GIVEN ENTRIES:
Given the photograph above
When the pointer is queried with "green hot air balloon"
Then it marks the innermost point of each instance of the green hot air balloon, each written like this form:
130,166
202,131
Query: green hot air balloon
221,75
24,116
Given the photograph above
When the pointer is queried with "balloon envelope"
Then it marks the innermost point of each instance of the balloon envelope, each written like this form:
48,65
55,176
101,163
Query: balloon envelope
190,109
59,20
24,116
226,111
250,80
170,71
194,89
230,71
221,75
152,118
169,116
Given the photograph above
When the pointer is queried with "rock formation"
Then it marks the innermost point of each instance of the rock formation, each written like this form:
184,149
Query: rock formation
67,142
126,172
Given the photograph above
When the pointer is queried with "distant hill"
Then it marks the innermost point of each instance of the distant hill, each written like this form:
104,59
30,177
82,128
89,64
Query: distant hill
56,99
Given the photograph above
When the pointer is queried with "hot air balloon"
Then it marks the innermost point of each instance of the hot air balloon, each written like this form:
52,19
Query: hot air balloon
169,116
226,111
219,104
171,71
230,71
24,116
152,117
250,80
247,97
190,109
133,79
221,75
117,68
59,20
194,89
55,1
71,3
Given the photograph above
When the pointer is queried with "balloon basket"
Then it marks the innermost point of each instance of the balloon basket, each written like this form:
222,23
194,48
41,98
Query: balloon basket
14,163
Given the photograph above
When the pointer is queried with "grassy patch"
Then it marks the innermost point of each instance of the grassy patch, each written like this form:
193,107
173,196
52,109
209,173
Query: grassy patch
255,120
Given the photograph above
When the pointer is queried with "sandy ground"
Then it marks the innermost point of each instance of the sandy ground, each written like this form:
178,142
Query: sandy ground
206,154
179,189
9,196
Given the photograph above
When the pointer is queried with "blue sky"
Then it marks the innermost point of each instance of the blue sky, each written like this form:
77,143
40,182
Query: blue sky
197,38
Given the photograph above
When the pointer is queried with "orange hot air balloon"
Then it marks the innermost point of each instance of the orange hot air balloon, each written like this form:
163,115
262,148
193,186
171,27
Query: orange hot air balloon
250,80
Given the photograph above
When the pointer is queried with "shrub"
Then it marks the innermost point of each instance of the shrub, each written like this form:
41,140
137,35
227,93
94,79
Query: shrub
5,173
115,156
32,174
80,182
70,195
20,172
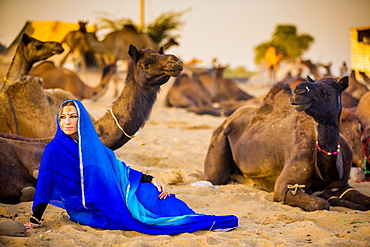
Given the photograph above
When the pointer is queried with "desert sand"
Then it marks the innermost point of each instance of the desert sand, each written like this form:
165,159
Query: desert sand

WHAT THE TASK REQUIRES:
From the first line to the last, copy the records exactly and skip the pictures.

EXERCISE OUTPUT:
Given the photograph above
When the pointer is queried with "green hot air balloon"
Then it marks the innermost point of each instance of the green hot air balloon, each written like this form:
130,166
202,131
Query: green hot air balloon
221,75
24,116
Given the photograph above
When the pointer is queried with "balloon envelope"
Then it marks the innermost point of each instance of the balloon envelope, each written like this form:
48,65
55,176
101,163
Query: balloon envelope
190,109
59,20
24,116
226,111
250,80
170,71
194,89
230,71
221,75
152,118
169,116
Given the photograph above
When the pointer is queried with "rock formation"
Then it marks the innermost point of each instance of the rock formation, each written like this form:
184,149
Query: rock formation
67,142
126,172
Given the photograph above
When the pointer is queried with "distant hill"
Then it marks the innermost point of each instance of the distant hill, each written like this form:
104,59
30,177
82,128
89,64
Query: distant hill
56,99
Given the photograph above
When the pointer is queried with "hot air balloon"
Then it marks the innermost point of each instance of the hot air balloon, each written like this form:
52,19
Query: hot air balloon
169,116
226,111
219,104
171,71
230,71
24,116
152,117
250,80
247,97
190,109
133,79
221,75
117,68
59,20
194,89
55,1
71,3
Given the photograph above
When the pointer is queried with "balloon basket"
Then it marks the innermost point of each instance of the balloon basket, each written like this form:
222,23
194,48
41,98
Query: balloon basket
14,163
Given the photograph above
When the pointer is queried with "grassy patch"
Then it marks the innermost point of each instance of the grassy patch, each written like this form:
193,107
173,196
52,109
209,173
Query: grassy patch
255,120
Given the photograph above
When the pointer is queried with "sandy ground"
Then it marks the innermost point of each instance of the sandy ground, each written like this form:
178,142
Query: sandy ground
206,154
179,189
9,196
Given the photograph above
When the pointer is queried with "blue sky"
Then it marks the innermost point of each instance of the blue sky, each written like this form:
77,143
40,182
Query: blue sky
197,38
Given the photograph above
When the pointer is queried with "orange hot air balloon"
Then it marks the innermost point of each instance of the orange hot air balloon, each written like this form:
163,115
262,148
193,186
171,27
Query: orange hot air balloon
250,80
Given the photograph above
When the pointer is queried with "shrub"
Then it marks the innermost point of each instance of the shrub, each written like this form:
41,140
137,35
227,93
94,79
Query: shrub
5,173
115,156
32,174
80,182
70,195
20,172
Given the photograph above
When the pointer is queried with "desert sand"
Then it marks the innermost point of each instance of the desert sand, each written like this form:
165,159
Query: desert sand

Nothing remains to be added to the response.